* _Material for the task_
☆ ☆ ☆ ☆ ☆ ☆ ☆

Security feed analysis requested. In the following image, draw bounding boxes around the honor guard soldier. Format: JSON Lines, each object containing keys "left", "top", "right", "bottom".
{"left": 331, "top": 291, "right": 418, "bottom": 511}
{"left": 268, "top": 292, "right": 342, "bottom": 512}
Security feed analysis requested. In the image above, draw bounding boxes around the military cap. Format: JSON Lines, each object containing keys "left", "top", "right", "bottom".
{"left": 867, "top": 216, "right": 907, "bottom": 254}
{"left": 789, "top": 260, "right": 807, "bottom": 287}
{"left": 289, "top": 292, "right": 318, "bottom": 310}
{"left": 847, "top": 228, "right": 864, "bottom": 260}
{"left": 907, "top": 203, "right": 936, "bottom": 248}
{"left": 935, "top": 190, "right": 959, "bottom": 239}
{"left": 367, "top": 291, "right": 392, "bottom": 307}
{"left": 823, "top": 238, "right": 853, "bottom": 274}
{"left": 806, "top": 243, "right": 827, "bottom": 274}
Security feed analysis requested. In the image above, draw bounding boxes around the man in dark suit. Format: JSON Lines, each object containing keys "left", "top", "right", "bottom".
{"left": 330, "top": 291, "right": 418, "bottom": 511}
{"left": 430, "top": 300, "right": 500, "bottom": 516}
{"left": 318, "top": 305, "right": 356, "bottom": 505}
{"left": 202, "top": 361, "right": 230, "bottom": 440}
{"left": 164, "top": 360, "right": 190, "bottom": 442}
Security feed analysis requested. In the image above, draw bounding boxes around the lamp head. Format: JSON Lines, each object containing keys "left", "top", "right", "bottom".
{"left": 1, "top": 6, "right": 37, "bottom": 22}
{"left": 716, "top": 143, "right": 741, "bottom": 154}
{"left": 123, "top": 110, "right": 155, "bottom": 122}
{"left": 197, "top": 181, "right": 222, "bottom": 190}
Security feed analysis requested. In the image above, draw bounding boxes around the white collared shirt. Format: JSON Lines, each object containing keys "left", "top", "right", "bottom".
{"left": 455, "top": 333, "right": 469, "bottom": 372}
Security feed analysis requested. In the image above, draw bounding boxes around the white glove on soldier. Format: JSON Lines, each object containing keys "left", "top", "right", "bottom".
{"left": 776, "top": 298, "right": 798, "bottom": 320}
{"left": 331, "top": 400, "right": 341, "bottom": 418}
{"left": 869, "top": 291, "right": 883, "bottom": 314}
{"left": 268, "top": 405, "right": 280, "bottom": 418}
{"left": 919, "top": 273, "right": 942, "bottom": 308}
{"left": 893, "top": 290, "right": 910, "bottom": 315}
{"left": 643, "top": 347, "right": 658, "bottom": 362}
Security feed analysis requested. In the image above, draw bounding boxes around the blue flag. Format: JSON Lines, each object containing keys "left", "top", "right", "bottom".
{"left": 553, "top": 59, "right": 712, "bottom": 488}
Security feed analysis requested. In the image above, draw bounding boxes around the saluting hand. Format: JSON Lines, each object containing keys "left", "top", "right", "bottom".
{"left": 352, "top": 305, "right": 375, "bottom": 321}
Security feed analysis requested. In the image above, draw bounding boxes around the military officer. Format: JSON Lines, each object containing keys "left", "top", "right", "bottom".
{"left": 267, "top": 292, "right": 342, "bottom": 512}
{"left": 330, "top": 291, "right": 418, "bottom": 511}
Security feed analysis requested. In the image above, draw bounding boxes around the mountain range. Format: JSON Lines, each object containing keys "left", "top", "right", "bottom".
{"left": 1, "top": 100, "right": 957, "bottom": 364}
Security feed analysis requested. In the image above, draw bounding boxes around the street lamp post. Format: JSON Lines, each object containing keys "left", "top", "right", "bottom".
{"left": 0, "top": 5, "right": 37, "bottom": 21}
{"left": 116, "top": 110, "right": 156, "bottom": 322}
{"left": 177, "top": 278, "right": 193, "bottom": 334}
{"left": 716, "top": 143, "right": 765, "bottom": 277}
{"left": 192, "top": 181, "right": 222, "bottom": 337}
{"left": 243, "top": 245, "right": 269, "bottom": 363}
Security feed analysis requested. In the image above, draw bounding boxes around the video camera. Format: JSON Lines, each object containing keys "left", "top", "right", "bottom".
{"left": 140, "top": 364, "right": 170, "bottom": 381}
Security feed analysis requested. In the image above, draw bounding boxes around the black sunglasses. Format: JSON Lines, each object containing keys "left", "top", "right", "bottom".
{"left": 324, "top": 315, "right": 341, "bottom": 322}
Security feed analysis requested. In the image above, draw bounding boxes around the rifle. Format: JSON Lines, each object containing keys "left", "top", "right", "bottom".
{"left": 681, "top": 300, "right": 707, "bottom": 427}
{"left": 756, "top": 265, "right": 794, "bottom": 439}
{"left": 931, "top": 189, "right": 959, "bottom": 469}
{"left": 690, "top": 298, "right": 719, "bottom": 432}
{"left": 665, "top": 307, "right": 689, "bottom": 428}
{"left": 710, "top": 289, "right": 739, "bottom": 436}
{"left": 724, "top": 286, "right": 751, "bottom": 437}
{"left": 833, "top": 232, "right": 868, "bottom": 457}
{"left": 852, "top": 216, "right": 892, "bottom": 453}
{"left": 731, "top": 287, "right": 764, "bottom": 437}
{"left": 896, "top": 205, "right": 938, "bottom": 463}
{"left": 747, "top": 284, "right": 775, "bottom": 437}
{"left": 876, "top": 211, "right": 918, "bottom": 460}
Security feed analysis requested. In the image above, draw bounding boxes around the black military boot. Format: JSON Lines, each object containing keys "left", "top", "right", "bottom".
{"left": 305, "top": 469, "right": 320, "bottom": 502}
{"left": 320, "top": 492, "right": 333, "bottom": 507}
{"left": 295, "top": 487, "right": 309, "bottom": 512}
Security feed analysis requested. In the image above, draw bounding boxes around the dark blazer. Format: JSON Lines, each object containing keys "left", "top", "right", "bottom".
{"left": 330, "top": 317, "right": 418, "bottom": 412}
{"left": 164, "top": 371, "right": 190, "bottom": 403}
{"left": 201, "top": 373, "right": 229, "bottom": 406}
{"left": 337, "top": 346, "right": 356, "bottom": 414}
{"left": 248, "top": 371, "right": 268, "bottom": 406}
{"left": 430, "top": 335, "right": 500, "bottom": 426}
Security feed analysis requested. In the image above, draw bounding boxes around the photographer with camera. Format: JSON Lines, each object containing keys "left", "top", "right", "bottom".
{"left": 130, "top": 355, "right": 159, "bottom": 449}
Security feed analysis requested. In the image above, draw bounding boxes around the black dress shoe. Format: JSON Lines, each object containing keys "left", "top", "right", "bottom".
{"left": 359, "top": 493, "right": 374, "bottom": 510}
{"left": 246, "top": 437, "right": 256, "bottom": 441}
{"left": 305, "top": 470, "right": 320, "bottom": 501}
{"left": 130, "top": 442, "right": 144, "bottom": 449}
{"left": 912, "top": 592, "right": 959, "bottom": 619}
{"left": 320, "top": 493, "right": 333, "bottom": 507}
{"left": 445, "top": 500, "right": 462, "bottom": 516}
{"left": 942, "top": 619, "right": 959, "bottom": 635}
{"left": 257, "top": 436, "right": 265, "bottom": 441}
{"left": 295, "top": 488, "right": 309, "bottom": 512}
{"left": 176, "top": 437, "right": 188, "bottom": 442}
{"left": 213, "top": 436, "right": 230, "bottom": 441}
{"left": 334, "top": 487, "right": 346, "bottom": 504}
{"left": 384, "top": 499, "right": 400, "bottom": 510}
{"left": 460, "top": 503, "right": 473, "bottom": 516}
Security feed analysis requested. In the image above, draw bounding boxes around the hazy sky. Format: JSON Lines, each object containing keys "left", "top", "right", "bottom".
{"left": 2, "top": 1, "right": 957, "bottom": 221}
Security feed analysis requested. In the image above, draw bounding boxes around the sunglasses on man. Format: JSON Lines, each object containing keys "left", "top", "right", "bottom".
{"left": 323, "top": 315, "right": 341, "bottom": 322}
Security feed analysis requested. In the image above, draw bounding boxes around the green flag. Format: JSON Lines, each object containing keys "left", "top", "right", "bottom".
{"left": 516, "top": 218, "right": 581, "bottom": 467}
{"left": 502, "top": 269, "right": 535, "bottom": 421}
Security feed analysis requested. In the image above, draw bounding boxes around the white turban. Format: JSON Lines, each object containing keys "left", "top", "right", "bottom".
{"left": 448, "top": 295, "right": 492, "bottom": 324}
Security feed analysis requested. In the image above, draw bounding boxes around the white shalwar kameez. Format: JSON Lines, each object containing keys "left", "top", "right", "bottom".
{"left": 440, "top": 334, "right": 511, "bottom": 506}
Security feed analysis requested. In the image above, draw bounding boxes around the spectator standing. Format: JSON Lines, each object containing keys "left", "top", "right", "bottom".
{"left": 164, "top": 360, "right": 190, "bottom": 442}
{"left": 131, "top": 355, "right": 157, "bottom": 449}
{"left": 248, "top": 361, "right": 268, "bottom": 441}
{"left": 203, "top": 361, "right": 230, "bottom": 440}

☆ ☆ ☆ ☆ ☆ ☆ ☆

* _Assigned task_
Go to the line holding "around the green" in the entries above and return it, along with every line after it, exactly as written.

* _Written solution_
Security feed analysis requested. In the image above, draw bounding boxes around the green flag. Format: JSON Lines, each object containing keys "left", "top", "right", "bottom".
{"left": 516, "top": 218, "right": 581, "bottom": 467}
{"left": 502, "top": 269, "right": 535, "bottom": 421}
Security feed analysis requested. In the image above, draw bounding boxes around the white turban. Format: JSON Lines, each object containing keys "left", "top", "right", "bottom".
{"left": 448, "top": 295, "right": 492, "bottom": 324}
Security feed analysis requested. In the image above, draw bounding boxes around the white shalwar kameez. Format: JSON Lines, each object containing keys "left", "top", "right", "bottom".
{"left": 440, "top": 334, "right": 511, "bottom": 506}
Security feed analysis requested. In the image above, draw bounding boxes around the spectator standing. Format: JSON Lines, each object containing keys "left", "top", "right", "bottom".
{"left": 164, "top": 360, "right": 190, "bottom": 442}
{"left": 131, "top": 355, "right": 157, "bottom": 449}
{"left": 248, "top": 361, "right": 268, "bottom": 441}
{"left": 203, "top": 361, "right": 230, "bottom": 440}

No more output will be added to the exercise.